● WHAT YOU WILL DO
Print exactly the lines from the line with "Where can the distant city" to the last line of the data, please, both included.

(Records excerpted from a collection)
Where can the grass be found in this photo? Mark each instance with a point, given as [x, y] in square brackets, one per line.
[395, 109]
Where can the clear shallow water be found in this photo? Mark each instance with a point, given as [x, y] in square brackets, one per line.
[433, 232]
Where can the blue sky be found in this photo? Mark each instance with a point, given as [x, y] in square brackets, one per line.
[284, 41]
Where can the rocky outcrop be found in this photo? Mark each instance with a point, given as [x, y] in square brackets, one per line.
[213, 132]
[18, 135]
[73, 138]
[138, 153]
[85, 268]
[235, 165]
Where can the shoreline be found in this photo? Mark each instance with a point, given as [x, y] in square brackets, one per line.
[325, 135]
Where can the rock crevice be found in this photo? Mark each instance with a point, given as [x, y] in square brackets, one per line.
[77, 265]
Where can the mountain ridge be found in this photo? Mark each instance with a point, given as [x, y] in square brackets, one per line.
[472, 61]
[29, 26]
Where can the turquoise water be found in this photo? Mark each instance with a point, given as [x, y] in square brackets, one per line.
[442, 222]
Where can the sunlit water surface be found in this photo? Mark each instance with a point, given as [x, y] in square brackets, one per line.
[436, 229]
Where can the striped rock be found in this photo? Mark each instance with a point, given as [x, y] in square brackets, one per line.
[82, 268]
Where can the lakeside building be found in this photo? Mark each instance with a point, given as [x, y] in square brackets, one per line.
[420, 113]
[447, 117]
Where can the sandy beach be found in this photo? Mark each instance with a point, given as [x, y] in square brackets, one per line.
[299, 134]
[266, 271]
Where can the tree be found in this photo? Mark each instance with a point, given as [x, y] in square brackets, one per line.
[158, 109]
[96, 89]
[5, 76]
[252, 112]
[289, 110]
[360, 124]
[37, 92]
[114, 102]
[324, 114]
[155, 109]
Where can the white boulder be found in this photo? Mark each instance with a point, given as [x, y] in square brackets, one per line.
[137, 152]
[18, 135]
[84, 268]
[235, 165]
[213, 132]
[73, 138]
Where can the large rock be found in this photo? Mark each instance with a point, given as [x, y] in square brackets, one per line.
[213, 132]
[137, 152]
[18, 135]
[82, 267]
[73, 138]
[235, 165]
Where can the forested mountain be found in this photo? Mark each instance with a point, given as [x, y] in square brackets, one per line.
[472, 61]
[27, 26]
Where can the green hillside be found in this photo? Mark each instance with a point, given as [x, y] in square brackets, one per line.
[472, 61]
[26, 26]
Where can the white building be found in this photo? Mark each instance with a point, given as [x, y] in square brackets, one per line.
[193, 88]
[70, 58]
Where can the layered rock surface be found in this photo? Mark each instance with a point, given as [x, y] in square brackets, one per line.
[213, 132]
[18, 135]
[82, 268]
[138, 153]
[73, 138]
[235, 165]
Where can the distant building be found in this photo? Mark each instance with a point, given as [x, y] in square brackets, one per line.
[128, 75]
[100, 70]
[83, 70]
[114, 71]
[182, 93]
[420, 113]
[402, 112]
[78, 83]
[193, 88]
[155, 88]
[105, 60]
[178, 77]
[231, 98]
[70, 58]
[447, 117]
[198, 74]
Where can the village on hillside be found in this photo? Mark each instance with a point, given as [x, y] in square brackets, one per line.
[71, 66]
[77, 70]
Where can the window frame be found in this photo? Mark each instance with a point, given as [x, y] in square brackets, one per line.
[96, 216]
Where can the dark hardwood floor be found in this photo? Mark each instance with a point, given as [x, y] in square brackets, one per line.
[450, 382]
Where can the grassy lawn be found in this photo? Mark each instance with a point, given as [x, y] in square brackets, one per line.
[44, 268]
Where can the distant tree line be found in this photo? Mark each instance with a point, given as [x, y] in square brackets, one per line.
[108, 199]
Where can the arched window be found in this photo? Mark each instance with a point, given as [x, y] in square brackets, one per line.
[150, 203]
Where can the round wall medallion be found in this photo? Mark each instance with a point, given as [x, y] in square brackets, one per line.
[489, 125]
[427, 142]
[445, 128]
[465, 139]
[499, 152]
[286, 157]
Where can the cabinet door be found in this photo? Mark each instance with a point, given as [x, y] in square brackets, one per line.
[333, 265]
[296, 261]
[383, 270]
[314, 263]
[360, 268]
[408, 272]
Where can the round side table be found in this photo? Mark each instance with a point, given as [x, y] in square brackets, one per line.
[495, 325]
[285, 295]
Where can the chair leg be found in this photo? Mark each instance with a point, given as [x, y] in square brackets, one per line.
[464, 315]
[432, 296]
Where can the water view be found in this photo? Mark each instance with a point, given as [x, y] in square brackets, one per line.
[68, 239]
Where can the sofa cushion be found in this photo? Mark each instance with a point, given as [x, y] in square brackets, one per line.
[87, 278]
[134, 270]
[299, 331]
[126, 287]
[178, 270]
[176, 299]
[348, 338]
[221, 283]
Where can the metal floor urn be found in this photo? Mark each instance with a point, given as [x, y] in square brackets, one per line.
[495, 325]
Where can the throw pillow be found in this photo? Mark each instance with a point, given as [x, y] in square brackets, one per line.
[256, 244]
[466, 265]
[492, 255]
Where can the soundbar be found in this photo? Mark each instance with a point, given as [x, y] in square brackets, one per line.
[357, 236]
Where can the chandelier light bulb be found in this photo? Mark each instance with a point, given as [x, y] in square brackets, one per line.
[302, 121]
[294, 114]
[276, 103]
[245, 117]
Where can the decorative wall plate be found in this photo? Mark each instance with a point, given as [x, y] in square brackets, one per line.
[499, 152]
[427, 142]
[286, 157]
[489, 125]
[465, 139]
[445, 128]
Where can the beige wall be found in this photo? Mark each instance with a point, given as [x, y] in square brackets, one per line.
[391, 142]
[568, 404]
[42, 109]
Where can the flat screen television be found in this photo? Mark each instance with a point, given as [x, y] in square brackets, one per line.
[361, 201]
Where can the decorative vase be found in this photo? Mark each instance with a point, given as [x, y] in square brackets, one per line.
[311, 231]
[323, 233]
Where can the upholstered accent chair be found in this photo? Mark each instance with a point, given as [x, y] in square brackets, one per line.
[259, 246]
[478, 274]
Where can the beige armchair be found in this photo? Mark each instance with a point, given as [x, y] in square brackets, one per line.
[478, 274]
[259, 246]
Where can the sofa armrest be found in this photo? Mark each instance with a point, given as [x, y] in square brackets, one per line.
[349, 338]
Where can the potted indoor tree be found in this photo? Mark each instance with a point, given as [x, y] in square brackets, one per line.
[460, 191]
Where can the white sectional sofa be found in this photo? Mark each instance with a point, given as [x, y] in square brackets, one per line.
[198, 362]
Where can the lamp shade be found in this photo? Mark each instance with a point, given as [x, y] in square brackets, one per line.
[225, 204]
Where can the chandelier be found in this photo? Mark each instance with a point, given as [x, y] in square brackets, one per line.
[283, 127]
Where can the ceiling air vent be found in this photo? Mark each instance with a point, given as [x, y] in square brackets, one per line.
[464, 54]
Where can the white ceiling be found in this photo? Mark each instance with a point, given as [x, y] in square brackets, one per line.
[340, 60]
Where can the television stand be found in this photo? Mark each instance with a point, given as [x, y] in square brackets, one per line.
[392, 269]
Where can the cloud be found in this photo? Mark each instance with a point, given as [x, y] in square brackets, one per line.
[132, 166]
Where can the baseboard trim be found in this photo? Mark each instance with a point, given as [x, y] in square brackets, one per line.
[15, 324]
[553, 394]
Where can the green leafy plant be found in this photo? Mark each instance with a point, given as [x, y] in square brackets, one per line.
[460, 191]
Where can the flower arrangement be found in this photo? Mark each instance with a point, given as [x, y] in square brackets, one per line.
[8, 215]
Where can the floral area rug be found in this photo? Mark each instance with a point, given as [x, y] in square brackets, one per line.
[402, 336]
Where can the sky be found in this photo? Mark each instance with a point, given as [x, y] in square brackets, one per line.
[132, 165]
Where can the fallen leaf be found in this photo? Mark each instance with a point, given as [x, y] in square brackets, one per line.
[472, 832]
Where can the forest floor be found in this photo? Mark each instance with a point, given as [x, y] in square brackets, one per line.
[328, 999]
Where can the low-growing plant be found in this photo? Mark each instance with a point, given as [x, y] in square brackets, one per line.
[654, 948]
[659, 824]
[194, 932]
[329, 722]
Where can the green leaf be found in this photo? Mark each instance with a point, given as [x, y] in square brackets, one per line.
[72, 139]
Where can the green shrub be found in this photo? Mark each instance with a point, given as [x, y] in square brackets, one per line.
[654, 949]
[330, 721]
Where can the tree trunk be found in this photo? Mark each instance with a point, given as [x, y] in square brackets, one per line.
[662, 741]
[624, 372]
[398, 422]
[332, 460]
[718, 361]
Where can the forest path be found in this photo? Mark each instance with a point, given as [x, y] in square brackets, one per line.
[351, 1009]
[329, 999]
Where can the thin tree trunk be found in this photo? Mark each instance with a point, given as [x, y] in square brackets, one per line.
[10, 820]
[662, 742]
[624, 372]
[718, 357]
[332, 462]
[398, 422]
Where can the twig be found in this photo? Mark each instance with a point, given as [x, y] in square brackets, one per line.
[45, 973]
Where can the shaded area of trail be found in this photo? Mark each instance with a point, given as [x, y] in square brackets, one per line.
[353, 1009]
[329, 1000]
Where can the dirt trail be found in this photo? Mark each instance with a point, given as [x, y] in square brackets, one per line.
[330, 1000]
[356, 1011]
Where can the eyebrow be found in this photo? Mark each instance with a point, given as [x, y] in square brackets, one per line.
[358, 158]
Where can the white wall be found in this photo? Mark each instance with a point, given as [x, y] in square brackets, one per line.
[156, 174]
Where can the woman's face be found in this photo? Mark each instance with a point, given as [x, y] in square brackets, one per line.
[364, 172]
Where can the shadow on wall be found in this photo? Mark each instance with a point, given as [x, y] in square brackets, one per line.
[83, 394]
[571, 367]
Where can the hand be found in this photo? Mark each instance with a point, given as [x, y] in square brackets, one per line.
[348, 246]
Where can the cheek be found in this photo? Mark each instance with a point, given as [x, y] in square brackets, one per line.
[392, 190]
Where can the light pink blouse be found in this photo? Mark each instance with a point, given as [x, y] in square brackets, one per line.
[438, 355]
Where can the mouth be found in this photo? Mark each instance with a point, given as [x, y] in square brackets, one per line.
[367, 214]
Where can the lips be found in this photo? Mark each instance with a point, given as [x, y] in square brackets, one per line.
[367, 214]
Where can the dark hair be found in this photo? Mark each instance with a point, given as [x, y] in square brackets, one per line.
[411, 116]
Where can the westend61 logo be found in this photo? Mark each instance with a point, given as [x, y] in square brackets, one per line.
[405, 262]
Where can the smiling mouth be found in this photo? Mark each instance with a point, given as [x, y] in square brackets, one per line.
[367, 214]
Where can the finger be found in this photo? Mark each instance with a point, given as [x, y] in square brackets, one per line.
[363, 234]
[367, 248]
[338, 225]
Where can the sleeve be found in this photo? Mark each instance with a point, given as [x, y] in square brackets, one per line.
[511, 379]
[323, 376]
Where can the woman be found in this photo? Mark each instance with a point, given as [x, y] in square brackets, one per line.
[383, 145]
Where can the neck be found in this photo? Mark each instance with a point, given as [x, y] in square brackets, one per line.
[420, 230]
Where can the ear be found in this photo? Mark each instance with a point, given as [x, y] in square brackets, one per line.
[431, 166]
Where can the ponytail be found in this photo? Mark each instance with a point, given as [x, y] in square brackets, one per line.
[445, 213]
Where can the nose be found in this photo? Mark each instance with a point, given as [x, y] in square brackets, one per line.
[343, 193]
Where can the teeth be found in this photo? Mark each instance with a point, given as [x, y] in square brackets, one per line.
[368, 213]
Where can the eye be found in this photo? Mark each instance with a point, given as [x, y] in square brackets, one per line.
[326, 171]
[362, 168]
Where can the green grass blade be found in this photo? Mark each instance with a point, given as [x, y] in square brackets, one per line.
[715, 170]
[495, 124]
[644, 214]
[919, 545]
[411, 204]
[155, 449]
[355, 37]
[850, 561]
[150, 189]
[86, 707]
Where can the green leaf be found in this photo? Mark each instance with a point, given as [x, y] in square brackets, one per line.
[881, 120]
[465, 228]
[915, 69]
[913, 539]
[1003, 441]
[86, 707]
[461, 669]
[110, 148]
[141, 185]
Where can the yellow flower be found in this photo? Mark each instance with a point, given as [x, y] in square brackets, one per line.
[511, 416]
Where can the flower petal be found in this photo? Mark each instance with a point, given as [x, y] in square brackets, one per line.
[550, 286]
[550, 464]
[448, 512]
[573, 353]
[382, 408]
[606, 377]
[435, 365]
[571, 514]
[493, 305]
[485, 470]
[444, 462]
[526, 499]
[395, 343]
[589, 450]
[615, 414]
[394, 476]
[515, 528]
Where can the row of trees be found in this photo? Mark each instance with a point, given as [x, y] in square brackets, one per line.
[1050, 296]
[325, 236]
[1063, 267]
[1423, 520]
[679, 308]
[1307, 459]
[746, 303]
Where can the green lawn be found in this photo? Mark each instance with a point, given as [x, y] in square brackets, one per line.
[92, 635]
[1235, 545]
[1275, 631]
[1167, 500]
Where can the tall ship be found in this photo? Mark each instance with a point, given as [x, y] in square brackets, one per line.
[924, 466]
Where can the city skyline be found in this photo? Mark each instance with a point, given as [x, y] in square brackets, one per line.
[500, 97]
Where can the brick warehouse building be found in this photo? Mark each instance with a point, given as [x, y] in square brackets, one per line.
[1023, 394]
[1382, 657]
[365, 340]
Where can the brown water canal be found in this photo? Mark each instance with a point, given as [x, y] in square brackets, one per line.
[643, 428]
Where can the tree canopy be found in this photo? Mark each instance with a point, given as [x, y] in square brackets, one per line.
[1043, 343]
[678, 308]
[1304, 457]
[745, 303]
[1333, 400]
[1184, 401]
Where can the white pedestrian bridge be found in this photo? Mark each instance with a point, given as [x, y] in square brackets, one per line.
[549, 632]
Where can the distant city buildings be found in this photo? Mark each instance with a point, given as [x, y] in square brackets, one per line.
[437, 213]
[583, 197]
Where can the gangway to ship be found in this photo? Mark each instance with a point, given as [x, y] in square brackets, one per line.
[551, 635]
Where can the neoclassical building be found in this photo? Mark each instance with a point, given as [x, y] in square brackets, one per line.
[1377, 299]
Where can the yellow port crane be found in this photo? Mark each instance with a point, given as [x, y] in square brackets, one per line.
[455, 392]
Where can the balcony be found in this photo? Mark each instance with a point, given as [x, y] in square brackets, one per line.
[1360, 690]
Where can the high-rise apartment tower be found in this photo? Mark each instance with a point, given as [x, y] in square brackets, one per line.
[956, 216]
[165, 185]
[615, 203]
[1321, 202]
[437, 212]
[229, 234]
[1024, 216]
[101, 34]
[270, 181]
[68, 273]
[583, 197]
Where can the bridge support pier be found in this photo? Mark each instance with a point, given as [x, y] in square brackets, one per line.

● RESULT
Where can the distant city buildings be found in this photo? Mark each instance with a point, given as [x, y] in square brackets, one per line.
[437, 213]
[583, 197]
Where can the gangway to ship be found in this photo? Mark each instance with a point, given as [x, y] in square brackets, one per line.
[551, 635]
Where can the neoclassical building be found in this photo? Mark each instance with a point, given as [x, y] in square brackets, one per line.
[1377, 299]
Where can the yellow port crane be found in this photo? Mark each instance with a point, given as [x, y] in square brackets, one per line.
[455, 392]
Where can the balcony be found in this photo? Mark each instance with a point, given as [x, y] in square brackets, one per line.
[1360, 690]
Where can the high-rise apartment tower be found in this photo? Mark each instance with a point, given as [x, y] in square brackets, one per line.
[956, 216]
[165, 185]
[615, 203]
[1321, 202]
[437, 212]
[229, 234]
[1024, 216]
[101, 34]
[270, 181]
[68, 273]
[583, 197]
Where can the bridge support pier be found in this photo? Mark each instance with a point, given as [x, y] in square brackets, one per line.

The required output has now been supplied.